Exercise text |
▼

This release consists of 67 articles from the PubMed Central
Open Access subset. Each article has been annotated both syntactically and 
conceptually. For the syntactic annotation of the corpus, all sentences have 
been marked up with regard to sentence segmentation, tokenization, 
part-of-speech tagging, coreference, and manually curated syntactic parses for each sentence 
are available in Penn Treebank format. The concept annotation identifies all 
mentions of all concepts from nine prominent biomedical ontologies and 
terminologies: the Cell Ontology, the Chemical Entities of Biological 
Interest ontology, the NCBI Taxonomy, the Protein Ontology, the Sequence 
Ontology, the entries of the Entrez Gene database, and the three subontologies 
of the Gene Ontology (i.e., Biological Processes, Cellular Components, and 
Molecular Functions).

For details of the concept annotations see:

  Concept Annotation in the CRAFT Corpus.
  Bada, M.*, Eckert, M., Evans, D., Garcia, K., Shipley, K., Sitnikov, D., 
  Baumgartner Jr., W. A., Cohen, K. B., Verspoor, K., Blake, J. A., 
  and Hunter, L. E.
  BMC Bioinformatics. 2012 Jul 9;13:161. 
  doi: 10.1186/1471-2105-13-161 
  PubMed:22776079

For gene mention and syntactic tool performance over CRAFT see:

  A corpus of full-text journal articles is a robust evaluation tool for 
  revealing differences in performance of biomedical natural language 
  processing tools.
  Verspoor, K.*, Cohen, K.B.*, Lanfranchi, A., Warner, C., Johnson, H.L., 
  Roeder, C., Choi, J.D., Funk, C., Malenkiy, Y., Eckert, M., Xue, N., 
  Baumgartner Jr., W.A., Bada, M., Palmer, M., Hunter L.E.  
  BMC Bioinformatics. 2012 Aug 17;13(1):207. 
  PubMed:22901054
  
For a detailed overview of the coreference annotations included in CRAFT, see:
 
  Coreference annotation and resolution in the Colorado Richly Annotated Full 
  Text (CRAFT) corpus of biomedical journal articles.
  K. Bretonnel Cohen, Arrick Lanfranchi, Miji Joo-young Choi; Michael Bada, 
  William A. Baumgartner Jr., Natalya Panteleyeva, Karin Verspoor, 
  Martha Palmer, Lawrence E. Hunter.
  BMC Bioinformatics 2016


 The CRAFT Corpus is available for download from:
    http://bionlp-corpora.sourceforge.net/CRAFT/index.shtml

 ==============================================================================
 ====                          Directory Structure                         ====
 ==============================================================================

  articles/
   ---------ids/
   ---------nxml/
   ---------txt/
  coreference/brat
  dependency/
  genia-xml/
   ---------pos/
   ---------term/
  knowtator-xml/
  ontologies/
  protege/
  rdf/
  treebank/
  xmi/
  xml/

  ::: articles/ids/ :::
    Contains a file listing the PubMed IDs contained in this distribution 
    (craft-pmids-release) and a file mapping from PubMed ID to PubMed 
    Central ID and original downloaded file name for all articles in this 
    distribution (craft-idmappings-release).

▲

Dataset section |
▼

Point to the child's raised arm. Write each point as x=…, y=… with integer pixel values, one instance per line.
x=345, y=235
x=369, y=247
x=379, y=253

▲

Task set |
(a) Reproduce the CRAFT corpus description word for word, covering everything from "For a detailed" down to "Lawrence E. Hunter.".
(b) Extend the CRAFT corpus description onward from its final line, keeping its format.

Answers provided |
(a)
For a detailed overview of the coreference annotations included in CRAFT, see:
 
  Coreference annotation and resolution in the Colorado Richly Annotated Full 
  Text (CRAFT) corpus of biomedical journal articles.
  K. Bretonnel Cohen, Arrick Lanfranchi, Miji Joo-young Choi; Michael Bada, 
  William A. Baumgartner Jr., Natalya Panteleyeva, Karin Verspoor, 
  Martha Palmer, Lawrence E. Hunter.

(b)
  ::: articles/nxml/ :::
	Contains the original XML for each article in this distribution as 
	downloaded as part of the PubMed Central Open Access collection.

  ::: articles/txt/ :::
	Contains a plain text version of each article that was derived from the 
	original XML files. NOTE: Annotation offsets included in this 
	distribution are relative to the plain-text versions of the articles. 
	The file name for any given article is its PubMed ID with a ".txt" 
	extension. All CRAFT articles use UTF-8 encoding. Also included for 
	each article are files containing the copyright information 
	([PUBMED_ID].copyright) and the article's references 
	([PUBMED_ID].references).

  ::: coreference/brat :::
    Contains the coreference annotations for CRAFT serialized using the BRAT
    annotation format. For details see: http://brat.nlplab.org/
  
  ::: dependency/ :::
	Contains dependency parse trees for each sentence of every article that is 
	part of this distribution. 

  ::: genia-xml/pos :::
    Contains files showing sentence, token, and part-of-speech information in 
    the GENIA-style POS embedded XML format as defined in 
    http://www-tsujii.is.s.u-tokyo.ac.jp/~jdkim/publications/GENIA_Corpus_Manual.pdf.
     
  ::: genia-xml/term :::
	Contains files that represent the CRAFT concept annotations and in the 
	GENIA-style TERM embedded XML format as defined in 
	http://www-tsujii.is.s.u-tokyo.ac.jp/~jdkim/publications/GENIA_Corpus_Manual.pdf.
	NOTE: The GENIA-style embedded XML format is unable to handle multi-span
	annotations. FOR THIS REASON, THE REPRESENTATION OF THE CRAFT CONCEPT
	ANNOTATIONS IN THIS FORMAT IS INCOMPLETE. All split-span annotations have
	been excluded from this output format. Missing annotations are documented 
	in files ending with ".excluded_annotations". The annotation format used 
	is the following: class [tab] span(s) [tab] covered_text.

  ::: knowtator-xml/ :::
	Contains XML stand-off annotation in the Knowtator XML output format 
	for all concept and coreference annotations for every article in this distribution. 
	Before using this data outside of the Knowtator application, please 
	see the section on "Annotation Offsets and Java."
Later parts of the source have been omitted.